=== Given exercise ===
In the forum post below about replacing a failing drive in a Raid1 pool, what capacity are the two new drives, Drive C and Drive D?

As one of the drives in my Raid1 arrays has started showing some errors (most likely age-related), I need to replace it and would like to take the opportunity to expand my storage capacity as well.
Because I see multiple options in how to proceed, I wanted to ask for the community’s feedback based on people’s experience with such procedure. I’ve thus read through several relevant posts in the forum and the Github repositories, but given these span a rather wide period of time, their comments and recommendations may not be accurate anymore due to recent improvements in Rockstor and Btrfs itself.
I thus thought I would lay out the options I have in front of me and see what the consensus would be on each one of them. By providing as much information and resource as possible, I’m hoping this can benefit other users as well.
In this spirit, thanks for any experienced user who would correct any inaccuracy I might write.
Aims and requirements
My current data pool consists of:
- Drive A: 3 TB HDD
- Drive B: 3 TB HDD
Drives A and B are combined in a single Raid1 pool. Note also that the pool is rather full so I have about ~2.7 TB to deal with.
Unfortunately, Drive A needs to be replaced. In the end, I would thus like to have the following pool (still in Raid1):
- Drive B: 3 TB HDD
- Drive C: 8 TB HDD
- Drive D: 8 TB HDD
I would also like to try doing everything from Rockstor webUI and avoid the command line, as an exercise and test of Rockstor. Overall time to complete the move is paramount, however, so if a cli-approach has a substantial advantage over a webUI-only approach, I’ll pick that.
Finally, this would be conducted once the openSUSE rebase has been completed, meaning it would be running kernel and btrfs versions of Leap 15.2.
Options
Quotas would be disabled prior to any operation.
Because I need to both add and replace disks, there are several strategies combining replacement and addition of a drive. Notably, as I currently only have one SATA port free on my motherboard, I see the following options available to me:
-
option A:
- Remove Drive A from the pool
- Add Drive C and Drive D to the pool in one go
-
option B:
- Add Drive C to the pool
- Remove Drive A from the pool
- Add Drive D to the pool
-
option C:
- Replace Drive A with Drive C in the pool
- Add Drive D to the pool
Comments
Option A
While this option seems straightforward, it would lead to the pool having a single device at the end of the first step, which would thus imply a conversion from Raid1 to single, which is time-consuming and demanding on IO events as well (if I’m correct, at least). Furthermore, it would also require me to switch again from single to Raid1 at the end of step 2, thereby adding even more time and IO wear on the drives. I would thus think option A as the least favorable.
Option B
If my understanding is correct, this procedure would create a balance at the end of each step listed, resulting in a total of 3 balances. A big advantage is that no Raid level conversion would be required.
In details, the procedure would be:
- Turn off the machine
- Plug in Drive C
- Turn on Rockstor and use the “Resize/ReRaid” feature to add Drive C to the Raid1 pool
- Monitor progress of the triggered Balance procedure using the “Balance” tab.
- Once the balance has completed, use the “Resize/ReRaid” feature to remove Drive A from the pool.
- Monitor progress of the triggered Balance procedure using the “Balance” tab.
- Once the balance has completed, turn OFF the machine, unplug Drive A, plug in Drive D, turn ON Rockstor, and then use the “Resize/ReRaid” feature to add Drive D to the pool.

=== Records provided ===
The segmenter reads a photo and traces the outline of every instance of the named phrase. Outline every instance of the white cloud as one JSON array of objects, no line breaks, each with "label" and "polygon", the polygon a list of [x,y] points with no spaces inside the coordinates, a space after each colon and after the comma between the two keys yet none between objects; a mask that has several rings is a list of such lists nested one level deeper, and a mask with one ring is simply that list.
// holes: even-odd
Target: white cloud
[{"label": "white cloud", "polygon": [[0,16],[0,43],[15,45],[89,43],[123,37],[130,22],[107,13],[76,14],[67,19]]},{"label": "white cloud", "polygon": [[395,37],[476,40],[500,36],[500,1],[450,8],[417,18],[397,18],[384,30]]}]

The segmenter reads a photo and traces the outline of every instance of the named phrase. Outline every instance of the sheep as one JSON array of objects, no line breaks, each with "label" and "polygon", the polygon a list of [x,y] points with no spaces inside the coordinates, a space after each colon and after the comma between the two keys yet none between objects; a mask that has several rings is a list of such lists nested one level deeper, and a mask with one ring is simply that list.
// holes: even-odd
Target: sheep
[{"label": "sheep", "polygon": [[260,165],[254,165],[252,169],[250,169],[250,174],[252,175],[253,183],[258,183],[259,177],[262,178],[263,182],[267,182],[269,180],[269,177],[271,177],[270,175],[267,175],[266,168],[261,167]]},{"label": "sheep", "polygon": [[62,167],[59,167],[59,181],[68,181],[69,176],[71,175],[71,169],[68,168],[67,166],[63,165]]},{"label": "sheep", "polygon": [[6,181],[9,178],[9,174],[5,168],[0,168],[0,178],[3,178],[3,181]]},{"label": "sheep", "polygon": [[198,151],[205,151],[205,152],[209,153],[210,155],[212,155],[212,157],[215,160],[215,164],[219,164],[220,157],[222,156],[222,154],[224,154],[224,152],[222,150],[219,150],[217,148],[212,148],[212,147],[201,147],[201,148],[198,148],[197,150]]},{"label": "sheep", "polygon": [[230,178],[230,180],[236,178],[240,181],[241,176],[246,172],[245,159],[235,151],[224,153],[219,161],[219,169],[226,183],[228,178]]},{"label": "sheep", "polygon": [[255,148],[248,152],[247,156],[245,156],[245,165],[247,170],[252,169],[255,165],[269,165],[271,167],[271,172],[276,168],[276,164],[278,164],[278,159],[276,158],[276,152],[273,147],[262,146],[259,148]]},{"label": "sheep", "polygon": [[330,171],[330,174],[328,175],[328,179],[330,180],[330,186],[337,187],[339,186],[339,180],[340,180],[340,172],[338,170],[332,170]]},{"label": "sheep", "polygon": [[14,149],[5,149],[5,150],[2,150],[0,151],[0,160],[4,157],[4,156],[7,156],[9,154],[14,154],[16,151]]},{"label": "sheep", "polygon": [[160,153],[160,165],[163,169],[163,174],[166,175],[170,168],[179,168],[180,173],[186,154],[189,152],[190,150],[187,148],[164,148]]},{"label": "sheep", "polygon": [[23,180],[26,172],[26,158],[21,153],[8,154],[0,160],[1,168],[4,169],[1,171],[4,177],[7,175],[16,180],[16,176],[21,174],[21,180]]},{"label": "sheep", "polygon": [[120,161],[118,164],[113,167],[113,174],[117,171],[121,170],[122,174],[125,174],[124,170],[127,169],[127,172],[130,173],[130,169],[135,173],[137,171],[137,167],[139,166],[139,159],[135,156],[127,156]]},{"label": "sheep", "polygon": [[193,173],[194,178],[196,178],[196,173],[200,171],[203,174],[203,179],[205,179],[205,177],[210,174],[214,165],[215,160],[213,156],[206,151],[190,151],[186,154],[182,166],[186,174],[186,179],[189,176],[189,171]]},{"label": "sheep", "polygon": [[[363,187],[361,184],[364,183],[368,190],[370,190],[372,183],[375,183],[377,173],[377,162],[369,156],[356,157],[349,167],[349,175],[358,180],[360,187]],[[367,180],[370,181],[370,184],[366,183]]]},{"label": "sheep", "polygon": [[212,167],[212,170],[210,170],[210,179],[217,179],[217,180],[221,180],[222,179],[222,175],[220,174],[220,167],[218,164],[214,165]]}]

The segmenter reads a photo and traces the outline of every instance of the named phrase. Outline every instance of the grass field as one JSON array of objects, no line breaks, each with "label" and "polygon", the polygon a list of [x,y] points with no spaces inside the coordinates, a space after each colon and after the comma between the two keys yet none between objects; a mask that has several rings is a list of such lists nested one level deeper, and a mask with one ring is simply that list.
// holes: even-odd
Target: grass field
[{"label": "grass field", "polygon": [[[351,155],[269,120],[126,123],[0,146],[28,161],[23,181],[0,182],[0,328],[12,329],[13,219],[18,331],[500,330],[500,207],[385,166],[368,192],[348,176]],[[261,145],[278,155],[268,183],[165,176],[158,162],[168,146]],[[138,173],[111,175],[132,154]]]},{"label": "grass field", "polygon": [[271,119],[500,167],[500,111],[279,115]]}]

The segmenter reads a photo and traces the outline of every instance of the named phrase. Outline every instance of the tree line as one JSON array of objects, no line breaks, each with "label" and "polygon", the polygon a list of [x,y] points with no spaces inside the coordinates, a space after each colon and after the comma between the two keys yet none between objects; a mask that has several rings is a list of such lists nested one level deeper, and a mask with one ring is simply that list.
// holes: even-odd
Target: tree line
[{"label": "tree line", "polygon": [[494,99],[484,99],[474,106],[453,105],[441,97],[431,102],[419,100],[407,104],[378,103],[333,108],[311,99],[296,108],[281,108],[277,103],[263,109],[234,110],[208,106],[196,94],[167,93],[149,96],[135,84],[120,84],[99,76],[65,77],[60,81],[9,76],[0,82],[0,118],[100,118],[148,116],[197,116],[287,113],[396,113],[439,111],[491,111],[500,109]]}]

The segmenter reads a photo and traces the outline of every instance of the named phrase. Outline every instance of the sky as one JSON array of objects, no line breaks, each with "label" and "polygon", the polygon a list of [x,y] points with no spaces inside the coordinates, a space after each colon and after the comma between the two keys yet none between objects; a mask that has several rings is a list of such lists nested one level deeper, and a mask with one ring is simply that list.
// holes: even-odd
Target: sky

=== Result of the exercise ===
Each is an 8 TB HDD.